» Goal
Arrange everything from the start of the rows below down through the line containing "201], [357, 209]]", both ends included, as a JSON list of strings with one string per line and blank lines left out.

» Object outline annotations
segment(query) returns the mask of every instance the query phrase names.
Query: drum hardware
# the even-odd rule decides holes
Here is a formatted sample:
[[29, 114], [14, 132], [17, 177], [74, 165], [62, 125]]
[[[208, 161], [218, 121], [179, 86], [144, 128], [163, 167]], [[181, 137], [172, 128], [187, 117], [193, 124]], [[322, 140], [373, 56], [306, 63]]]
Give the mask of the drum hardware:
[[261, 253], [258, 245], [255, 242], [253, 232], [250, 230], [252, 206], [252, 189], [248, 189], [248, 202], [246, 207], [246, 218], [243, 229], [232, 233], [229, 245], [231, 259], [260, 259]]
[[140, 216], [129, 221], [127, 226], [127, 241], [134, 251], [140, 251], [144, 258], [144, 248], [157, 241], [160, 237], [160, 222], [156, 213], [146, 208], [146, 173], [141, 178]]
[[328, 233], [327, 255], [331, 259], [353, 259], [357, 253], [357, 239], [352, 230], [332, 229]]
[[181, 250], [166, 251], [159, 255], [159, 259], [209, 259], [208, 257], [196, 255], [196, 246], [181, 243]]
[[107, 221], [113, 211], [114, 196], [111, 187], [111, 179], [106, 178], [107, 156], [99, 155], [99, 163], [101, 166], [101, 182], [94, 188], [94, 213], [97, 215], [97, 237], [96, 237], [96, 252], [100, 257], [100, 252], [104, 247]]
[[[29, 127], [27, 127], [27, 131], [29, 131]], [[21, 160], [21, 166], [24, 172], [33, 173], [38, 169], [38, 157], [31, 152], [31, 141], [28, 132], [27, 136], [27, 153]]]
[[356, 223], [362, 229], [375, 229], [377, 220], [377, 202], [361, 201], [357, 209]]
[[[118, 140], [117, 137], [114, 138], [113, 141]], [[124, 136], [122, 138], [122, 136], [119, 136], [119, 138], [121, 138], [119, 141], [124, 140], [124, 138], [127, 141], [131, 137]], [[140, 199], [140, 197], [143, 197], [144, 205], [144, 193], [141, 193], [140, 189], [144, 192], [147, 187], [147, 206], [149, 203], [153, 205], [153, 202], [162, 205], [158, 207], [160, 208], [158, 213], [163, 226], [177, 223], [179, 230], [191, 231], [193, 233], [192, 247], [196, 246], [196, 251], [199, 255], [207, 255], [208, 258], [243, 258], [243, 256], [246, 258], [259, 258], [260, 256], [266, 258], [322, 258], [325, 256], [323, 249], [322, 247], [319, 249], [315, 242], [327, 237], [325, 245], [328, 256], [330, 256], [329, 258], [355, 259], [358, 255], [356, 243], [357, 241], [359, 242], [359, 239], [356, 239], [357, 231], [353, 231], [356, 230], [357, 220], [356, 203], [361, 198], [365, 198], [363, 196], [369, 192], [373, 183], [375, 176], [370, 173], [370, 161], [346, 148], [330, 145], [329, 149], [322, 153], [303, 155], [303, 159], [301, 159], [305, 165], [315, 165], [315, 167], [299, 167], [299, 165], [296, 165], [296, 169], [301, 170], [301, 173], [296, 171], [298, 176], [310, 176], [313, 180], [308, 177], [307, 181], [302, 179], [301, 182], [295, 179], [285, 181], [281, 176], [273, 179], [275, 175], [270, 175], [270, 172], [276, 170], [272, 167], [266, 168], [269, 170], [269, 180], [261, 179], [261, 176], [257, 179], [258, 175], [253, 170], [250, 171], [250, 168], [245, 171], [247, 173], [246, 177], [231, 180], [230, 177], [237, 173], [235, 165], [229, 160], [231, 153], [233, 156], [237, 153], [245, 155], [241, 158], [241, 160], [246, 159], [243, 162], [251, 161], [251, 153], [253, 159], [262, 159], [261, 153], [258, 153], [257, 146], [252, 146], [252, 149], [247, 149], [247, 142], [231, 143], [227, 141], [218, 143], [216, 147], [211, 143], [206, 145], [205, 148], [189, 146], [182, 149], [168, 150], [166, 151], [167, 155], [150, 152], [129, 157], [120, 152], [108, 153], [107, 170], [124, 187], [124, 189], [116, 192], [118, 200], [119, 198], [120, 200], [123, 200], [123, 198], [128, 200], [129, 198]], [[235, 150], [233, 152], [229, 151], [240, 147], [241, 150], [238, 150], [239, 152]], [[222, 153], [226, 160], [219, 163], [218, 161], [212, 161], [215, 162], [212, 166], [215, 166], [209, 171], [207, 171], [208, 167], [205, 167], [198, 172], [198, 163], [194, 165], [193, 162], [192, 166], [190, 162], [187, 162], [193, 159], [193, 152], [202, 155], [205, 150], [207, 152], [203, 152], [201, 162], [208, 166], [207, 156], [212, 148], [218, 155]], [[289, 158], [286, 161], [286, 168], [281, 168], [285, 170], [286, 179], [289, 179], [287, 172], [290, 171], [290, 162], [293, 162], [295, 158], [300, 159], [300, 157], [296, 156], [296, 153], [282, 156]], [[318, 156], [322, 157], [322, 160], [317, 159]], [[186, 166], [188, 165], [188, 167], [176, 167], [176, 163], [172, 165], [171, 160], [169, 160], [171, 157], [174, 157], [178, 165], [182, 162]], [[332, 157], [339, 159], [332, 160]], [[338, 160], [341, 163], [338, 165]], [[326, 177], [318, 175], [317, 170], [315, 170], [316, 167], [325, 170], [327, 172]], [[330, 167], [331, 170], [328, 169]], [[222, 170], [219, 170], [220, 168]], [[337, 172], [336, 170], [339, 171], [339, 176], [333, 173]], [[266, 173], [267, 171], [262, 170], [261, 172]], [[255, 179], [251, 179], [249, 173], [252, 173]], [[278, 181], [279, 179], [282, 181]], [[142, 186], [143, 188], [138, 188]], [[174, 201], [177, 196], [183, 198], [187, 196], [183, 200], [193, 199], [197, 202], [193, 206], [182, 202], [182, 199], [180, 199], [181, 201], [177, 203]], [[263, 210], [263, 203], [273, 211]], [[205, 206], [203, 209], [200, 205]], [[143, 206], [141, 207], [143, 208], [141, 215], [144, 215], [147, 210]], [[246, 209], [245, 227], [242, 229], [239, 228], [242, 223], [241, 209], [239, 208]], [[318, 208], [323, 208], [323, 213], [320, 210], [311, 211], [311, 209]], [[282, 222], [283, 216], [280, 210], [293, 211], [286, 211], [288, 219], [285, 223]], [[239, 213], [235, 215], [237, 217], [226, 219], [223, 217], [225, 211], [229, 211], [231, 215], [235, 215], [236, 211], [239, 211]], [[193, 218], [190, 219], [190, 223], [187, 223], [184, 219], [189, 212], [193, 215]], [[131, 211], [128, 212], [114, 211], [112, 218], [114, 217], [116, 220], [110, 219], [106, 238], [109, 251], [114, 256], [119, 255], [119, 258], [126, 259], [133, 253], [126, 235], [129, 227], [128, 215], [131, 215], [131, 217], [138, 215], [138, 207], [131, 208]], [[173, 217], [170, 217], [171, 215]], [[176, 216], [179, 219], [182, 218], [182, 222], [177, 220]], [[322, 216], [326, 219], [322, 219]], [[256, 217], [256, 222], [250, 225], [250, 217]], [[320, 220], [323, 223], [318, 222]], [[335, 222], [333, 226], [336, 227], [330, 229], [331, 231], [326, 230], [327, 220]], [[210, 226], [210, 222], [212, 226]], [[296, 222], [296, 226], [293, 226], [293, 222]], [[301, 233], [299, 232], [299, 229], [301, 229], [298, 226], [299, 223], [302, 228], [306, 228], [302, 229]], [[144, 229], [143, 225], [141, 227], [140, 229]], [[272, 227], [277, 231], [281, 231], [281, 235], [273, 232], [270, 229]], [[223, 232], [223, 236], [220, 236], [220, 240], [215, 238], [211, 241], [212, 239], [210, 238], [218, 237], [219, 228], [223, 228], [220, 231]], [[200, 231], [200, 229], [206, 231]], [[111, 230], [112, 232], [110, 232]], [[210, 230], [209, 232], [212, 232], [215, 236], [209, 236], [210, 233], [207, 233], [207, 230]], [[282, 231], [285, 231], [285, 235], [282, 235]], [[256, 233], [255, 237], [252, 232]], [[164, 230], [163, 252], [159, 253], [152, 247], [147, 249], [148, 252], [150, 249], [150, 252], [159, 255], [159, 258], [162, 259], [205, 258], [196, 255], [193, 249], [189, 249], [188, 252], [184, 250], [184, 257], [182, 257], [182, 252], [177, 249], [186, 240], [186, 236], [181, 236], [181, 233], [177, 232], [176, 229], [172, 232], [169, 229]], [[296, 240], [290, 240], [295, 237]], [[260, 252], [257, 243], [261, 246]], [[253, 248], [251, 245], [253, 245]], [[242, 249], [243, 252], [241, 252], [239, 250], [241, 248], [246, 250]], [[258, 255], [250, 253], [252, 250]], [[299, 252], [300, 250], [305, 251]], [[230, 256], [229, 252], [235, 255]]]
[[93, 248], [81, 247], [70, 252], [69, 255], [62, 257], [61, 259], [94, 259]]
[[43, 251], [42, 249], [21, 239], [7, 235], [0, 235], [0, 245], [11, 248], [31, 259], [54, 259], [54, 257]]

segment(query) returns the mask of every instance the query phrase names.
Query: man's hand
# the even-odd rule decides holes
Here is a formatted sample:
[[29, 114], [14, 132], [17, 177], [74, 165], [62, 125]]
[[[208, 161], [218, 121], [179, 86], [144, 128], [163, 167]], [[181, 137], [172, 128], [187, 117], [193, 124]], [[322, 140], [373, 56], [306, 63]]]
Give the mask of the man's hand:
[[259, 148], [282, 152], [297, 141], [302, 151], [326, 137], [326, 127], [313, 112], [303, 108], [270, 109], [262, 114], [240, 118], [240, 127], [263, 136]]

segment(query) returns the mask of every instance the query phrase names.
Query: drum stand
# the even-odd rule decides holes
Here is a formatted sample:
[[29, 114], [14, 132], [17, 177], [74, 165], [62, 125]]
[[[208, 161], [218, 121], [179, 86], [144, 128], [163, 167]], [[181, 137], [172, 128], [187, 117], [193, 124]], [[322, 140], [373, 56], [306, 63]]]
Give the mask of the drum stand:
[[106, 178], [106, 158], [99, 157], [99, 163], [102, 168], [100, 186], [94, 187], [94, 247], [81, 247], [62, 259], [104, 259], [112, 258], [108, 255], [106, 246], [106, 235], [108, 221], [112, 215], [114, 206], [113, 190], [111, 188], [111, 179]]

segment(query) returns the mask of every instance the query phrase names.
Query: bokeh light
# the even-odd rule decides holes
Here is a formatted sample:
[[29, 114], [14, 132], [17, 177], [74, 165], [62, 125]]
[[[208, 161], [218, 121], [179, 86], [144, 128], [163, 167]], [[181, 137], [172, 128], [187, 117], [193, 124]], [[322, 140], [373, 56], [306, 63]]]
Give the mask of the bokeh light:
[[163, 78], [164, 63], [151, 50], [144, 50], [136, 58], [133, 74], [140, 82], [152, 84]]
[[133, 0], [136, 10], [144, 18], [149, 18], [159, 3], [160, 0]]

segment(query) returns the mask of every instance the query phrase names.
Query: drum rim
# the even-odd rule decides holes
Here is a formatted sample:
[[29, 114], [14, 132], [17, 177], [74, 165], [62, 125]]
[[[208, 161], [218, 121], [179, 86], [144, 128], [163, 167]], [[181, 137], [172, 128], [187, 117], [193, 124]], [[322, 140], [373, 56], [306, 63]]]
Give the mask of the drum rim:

» Correct answer
[
  "segment(query) returns the mask of every instance the query phrase names.",
  "Query: drum hardware",
  "# the even-odd rule decides holes",
  "Here is a formatted sample:",
  "[[29, 114], [14, 132], [17, 177], [74, 165], [62, 125]]",
  "[[[208, 161], [218, 121], [179, 86], [144, 128], [163, 167]], [[181, 137], [172, 128], [187, 117], [193, 124]], [[322, 140], [373, 56], [306, 63]]]",
  "Give the mask of the drum hardware:",
  "[[261, 253], [258, 245], [255, 242], [253, 232], [250, 230], [252, 206], [252, 189], [248, 189], [248, 202], [246, 207], [246, 218], [243, 229], [232, 233], [229, 245], [231, 259], [260, 259]]",
  "[[140, 216], [129, 221], [127, 226], [127, 241], [134, 251], [140, 251], [144, 258], [144, 248], [157, 241], [160, 237], [160, 222], [156, 213], [146, 208], [146, 173], [141, 178]]",
  "[[328, 233], [327, 255], [331, 259], [353, 259], [357, 253], [357, 239], [352, 230], [332, 229]]",
  "[[181, 250], [166, 251], [159, 255], [159, 259], [209, 259], [208, 257], [196, 255], [196, 246], [181, 243]]",
  "[[107, 221], [113, 211], [114, 196], [111, 187], [111, 179], [106, 178], [107, 156], [99, 155], [99, 163], [101, 166], [101, 182], [94, 188], [94, 213], [97, 215], [97, 237], [96, 237], [96, 252], [100, 257], [100, 252], [104, 247]]",
  "[[[29, 127], [27, 127], [27, 131], [29, 131]], [[21, 160], [21, 166], [24, 172], [33, 173], [38, 169], [38, 157], [31, 152], [31, 141], [28, 132], [27, 136], [27, 153]]]",
  "[[356, 223], [362, 229], [375, 229], [377, 220], [377, 202], [361, 201], [357, 209]]"
]